**Problem to solve:** Can you duplicate, character for character, the lines between the one holding "Check that each instance of the parked" and the one holding "<point>174,332</point>", inclusive?
◇ ◇ ◇ ◇
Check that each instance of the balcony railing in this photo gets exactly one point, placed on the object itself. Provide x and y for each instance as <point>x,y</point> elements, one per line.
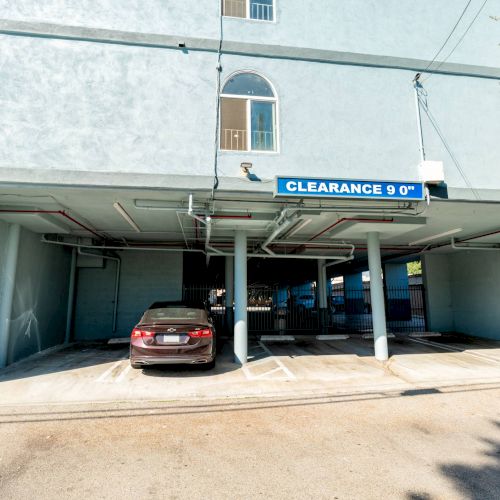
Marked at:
<point>234,140</point>
<point>235,8</point>
<point>263,141</point>
<point>261,11</point>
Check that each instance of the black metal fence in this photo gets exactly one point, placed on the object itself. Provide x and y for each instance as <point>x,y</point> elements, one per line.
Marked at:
<point>294,310</point>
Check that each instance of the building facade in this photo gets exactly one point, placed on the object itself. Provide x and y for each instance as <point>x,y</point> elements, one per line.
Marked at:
<point>150,134</point>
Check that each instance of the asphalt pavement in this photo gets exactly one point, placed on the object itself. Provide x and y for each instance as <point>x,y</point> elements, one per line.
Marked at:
<point>413,444</point>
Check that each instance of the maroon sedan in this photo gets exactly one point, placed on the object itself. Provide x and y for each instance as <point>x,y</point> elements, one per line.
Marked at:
<point>173,332</point>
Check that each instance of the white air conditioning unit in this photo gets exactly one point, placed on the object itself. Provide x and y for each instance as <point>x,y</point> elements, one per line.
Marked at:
<point>431,172</point>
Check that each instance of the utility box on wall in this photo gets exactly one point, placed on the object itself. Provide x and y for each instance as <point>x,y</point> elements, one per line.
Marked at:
<point>431,172</point>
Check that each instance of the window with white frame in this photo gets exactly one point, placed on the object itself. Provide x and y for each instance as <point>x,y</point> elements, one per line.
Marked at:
<point>260,10</point>
<point>248,114</point>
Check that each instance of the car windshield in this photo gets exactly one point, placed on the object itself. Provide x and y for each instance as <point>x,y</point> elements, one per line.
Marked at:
<point>164,314</point>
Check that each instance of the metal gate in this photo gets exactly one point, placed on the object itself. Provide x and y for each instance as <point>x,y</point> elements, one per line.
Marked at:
<point>294,310</point>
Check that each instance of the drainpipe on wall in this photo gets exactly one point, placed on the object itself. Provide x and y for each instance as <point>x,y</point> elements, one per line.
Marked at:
<point>71,297</point>
<point>8,288</point>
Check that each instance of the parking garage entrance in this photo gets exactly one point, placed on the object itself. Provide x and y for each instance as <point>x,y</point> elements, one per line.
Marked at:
<point>294,310</point>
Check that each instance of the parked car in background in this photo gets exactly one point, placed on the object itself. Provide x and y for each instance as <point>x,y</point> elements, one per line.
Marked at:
<point>174,332</point>
<point>305,302</point>
<point>338,303</point>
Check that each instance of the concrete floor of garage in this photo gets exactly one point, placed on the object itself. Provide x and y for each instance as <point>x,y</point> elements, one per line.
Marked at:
<point>102,373</point>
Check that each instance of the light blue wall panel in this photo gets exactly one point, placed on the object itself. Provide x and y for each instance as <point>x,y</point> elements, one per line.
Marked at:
<point>146,277</point>
<point>40,298</point>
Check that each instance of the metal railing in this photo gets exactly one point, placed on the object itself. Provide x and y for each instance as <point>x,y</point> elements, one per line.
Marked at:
<point>405,309</point>
<point>261,11</point>
<point>234,140</point>
<point>235,8</point>
<point>262,140</point>
<point>295,310</point>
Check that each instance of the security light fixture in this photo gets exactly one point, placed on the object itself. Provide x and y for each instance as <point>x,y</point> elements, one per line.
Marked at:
<point>436,236</point>
<point>126,216</point>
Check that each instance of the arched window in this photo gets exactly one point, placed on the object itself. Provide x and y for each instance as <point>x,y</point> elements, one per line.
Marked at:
<point>261,10</point>
<point>248,114</point>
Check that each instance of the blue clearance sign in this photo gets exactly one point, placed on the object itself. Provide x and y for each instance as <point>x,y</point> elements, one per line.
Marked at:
<point>343,188</point>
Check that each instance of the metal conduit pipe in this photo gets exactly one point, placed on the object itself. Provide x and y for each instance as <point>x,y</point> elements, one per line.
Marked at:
<point>218,253</point>
<point>139,249</point>
<point>191,213</point>
<point>54,212</point>
<point>467,246</point>
<point>117,278</point>
<point>351,219</point>
<point>283,222</point>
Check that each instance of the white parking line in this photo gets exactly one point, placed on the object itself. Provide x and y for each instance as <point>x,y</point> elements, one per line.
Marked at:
<point>123,374</point>
<point>270,358</point>
<point>289,374</point>
<point>454,349</point>
<point>111,368</point>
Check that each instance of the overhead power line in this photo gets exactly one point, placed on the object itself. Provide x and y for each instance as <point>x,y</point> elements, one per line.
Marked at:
<point>449,36</point>
<point>461,38</point>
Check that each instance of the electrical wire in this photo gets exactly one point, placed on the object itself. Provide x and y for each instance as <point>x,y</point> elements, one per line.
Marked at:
<point>423,101</point>
<point>217,105</point>
<point>460,39</point>
<point>449,36</point>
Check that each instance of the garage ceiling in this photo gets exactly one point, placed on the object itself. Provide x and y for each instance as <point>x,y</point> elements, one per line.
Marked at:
<point>154,214</point>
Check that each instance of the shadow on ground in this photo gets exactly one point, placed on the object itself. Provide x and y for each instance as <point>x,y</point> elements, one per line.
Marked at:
<point>473,482</point>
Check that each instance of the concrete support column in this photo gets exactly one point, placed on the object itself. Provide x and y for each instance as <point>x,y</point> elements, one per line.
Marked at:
<point>398,292</point>
<point>8,287</point>
<point>377,297</point>
<point>229,284</point>
<point>354,299</point>
<point>322,295</point>
<point>240,298</point>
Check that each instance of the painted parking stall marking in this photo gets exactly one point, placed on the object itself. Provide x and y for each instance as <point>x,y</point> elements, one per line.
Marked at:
<point>343,188</point>
<point>276,369</point>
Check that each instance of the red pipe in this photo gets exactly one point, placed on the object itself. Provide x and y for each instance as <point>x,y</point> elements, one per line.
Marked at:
<point>56,212</point>
<point>248,216</point>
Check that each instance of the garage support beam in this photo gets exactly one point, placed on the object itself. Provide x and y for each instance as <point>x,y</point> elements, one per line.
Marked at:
<point>322,295</point>
<point>229,279</point>
<point>240,298</point>
<point>8,287</point>
<point>377,297</point>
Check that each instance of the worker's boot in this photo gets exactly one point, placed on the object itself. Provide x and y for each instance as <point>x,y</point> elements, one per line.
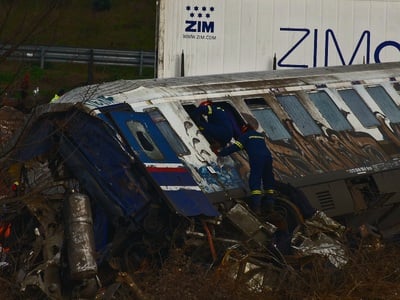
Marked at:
<point>255,204</point>
<point>268,201</point>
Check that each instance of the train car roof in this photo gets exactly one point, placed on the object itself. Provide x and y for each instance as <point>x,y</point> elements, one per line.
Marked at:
<point>132,91</point>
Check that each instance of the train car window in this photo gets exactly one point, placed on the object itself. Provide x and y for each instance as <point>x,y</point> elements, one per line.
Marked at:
<point>268,120</point>
<point>358,107</point>
<point>144,140</point>
<point>329,111</point>
<point>385,102</point>
<point>172,137</point>
<point>299,114</point>
<point>235,117</point>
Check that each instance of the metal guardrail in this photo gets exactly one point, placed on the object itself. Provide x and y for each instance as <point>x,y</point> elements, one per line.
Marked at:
<point>45,54</point>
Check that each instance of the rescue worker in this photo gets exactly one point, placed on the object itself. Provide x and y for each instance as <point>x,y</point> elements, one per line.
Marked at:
<point>218,126</point>
<point>57,96</point>
<point>261,171</point>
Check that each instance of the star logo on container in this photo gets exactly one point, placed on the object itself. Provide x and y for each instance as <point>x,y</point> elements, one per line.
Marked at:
<point>198,19</point>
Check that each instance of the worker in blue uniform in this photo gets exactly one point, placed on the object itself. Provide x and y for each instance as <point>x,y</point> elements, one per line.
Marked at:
<point>261,171</point>
<point>218,127</point>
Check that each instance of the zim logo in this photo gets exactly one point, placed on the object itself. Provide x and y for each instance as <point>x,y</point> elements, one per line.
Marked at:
<point>198,19</point>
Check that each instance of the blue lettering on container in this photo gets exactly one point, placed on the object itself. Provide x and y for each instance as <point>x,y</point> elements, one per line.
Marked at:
<point>330,39</point>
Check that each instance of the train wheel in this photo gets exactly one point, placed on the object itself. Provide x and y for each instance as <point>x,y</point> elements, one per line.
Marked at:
<point>285,215</point>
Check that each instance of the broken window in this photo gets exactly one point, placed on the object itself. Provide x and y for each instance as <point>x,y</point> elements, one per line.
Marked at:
<point>359,107</point>
<point>299,114</point>
<point>144,140</point>
<point>271,124</point>
<point>171,136</point>
<point>385,102</point>
<point>328,109</point>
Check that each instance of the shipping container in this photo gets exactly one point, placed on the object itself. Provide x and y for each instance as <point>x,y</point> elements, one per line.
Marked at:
<point>198,37</point>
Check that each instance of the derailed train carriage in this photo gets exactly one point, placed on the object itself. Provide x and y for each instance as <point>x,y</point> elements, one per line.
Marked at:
<point>121,169</point>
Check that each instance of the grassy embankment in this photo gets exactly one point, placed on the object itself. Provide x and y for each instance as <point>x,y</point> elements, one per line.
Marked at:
<point>128,25</point>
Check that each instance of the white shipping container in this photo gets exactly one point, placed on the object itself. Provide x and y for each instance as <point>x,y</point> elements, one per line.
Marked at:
<point>198,37</point>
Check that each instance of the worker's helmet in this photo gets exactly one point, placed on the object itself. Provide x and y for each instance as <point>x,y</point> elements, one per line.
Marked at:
<point>205,103</point>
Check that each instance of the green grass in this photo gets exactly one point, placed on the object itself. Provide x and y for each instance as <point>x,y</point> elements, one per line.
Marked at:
<point>128,25</point>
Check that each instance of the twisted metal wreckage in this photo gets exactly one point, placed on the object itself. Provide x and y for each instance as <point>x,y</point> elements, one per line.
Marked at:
<point>117,173</point>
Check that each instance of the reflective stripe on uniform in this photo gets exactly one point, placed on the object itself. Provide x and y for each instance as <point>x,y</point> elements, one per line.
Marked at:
<point>239,144</point>
<point>256,192</point>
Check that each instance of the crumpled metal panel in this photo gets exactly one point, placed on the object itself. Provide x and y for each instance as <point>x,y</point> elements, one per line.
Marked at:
<point>321,235</point>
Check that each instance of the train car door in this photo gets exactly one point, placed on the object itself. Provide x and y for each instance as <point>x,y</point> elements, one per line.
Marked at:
<point>162,164</point>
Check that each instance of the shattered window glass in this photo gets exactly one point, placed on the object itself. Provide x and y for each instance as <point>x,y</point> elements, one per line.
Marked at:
<point>172,137</point>
<point>385,102</point>
<point>329,111</point>
<point>359,107</point>
<point>299,115</point>
<point>144,140</point>
<point>268,119</point>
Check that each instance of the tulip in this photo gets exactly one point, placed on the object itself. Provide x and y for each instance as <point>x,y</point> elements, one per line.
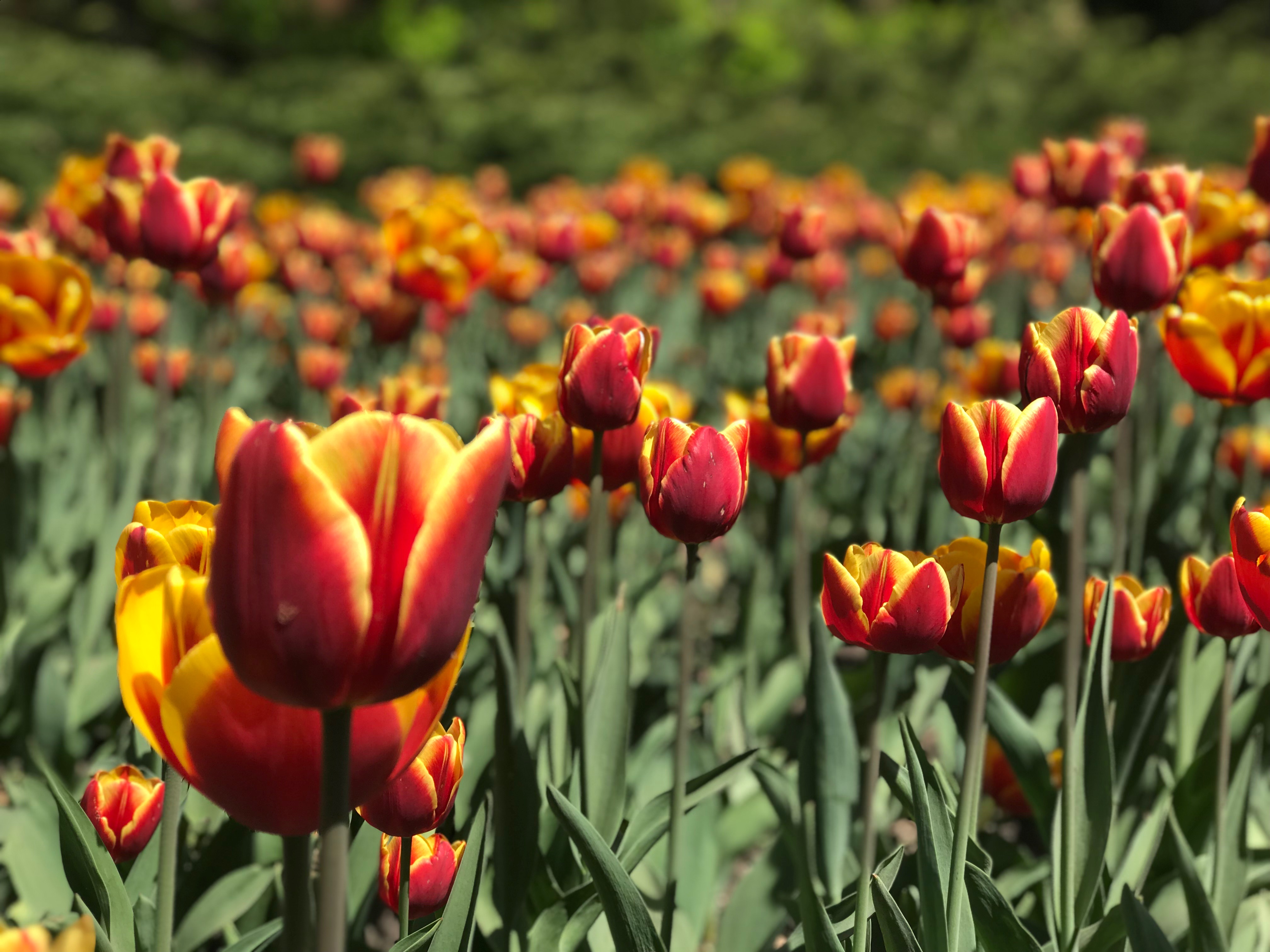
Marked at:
<point>177,225</point>
<point>166,534</point>
<point>878,598</point>
<point>603,376</point>
<point>1024,598</point>
<point>1213,600</point>
<point>257,760</point>
<point>124,805</point>
<point>998,462</point>
<point>1250,545</point>
<point>336,579</point>
<point>1140,258</point>
<point>46,305</point>
<point>693,479</point>
<point>1085,365</point>
<point>421,798</point>
<point>809,380</point>
<point>1085,174</point>
<point>433,864</point>
<point>938,248</point>
<point>1259,162</point>
<point>1138,620</point>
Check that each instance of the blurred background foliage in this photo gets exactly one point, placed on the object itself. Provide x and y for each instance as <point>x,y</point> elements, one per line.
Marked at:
<point>575,87</point>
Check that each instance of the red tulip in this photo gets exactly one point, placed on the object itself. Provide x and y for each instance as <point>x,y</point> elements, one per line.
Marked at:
<point>1085,365</point>
<point>809,380</point>
<point>998,462</point>
<point>693,479</point>
<point>878,598</point>
<point>347,565</point>
<point>1140,258</point>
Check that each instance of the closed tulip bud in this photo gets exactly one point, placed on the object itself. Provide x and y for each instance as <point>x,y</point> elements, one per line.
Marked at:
<point>124,807</point>
<point>1212,598</point>
<point>804,231</point>
<point>1085,174</point>
<point>326,597</point>
<point>693,479</point>
<point>1138,257</point>
<point>1218,337</point>
<point>603,376</point>
<point>1025,598</point>
<point>878,598</point>
<point>809,380</point>
<point>421,799</point>
<point>998,462</point>
<point>938,248</point>
<point>1250,545</point>
<point>1138,619</point>
<point>46,305</point>
<point>543,457</point>
<point>433,865</point>
<point>1259,162</point>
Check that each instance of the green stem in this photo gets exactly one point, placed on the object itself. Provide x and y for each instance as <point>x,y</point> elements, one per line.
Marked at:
<point>973,739</point>
<point>869,840</point>
<point>298,915</point>
<point>169,828</point>
<point>679,787</point>
<point>333,819</point>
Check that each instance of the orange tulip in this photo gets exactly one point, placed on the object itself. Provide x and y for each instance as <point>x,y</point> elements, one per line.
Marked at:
◇ ◇ ◇ ◇
**Exercise solution:**
Check that each instance of the parked car in background in this photo gets exactly one point, placed on the object itself. Provide x and y for each instance as <point>x,y</point> elements, one per line.
Marked at:
<point>174,332</point>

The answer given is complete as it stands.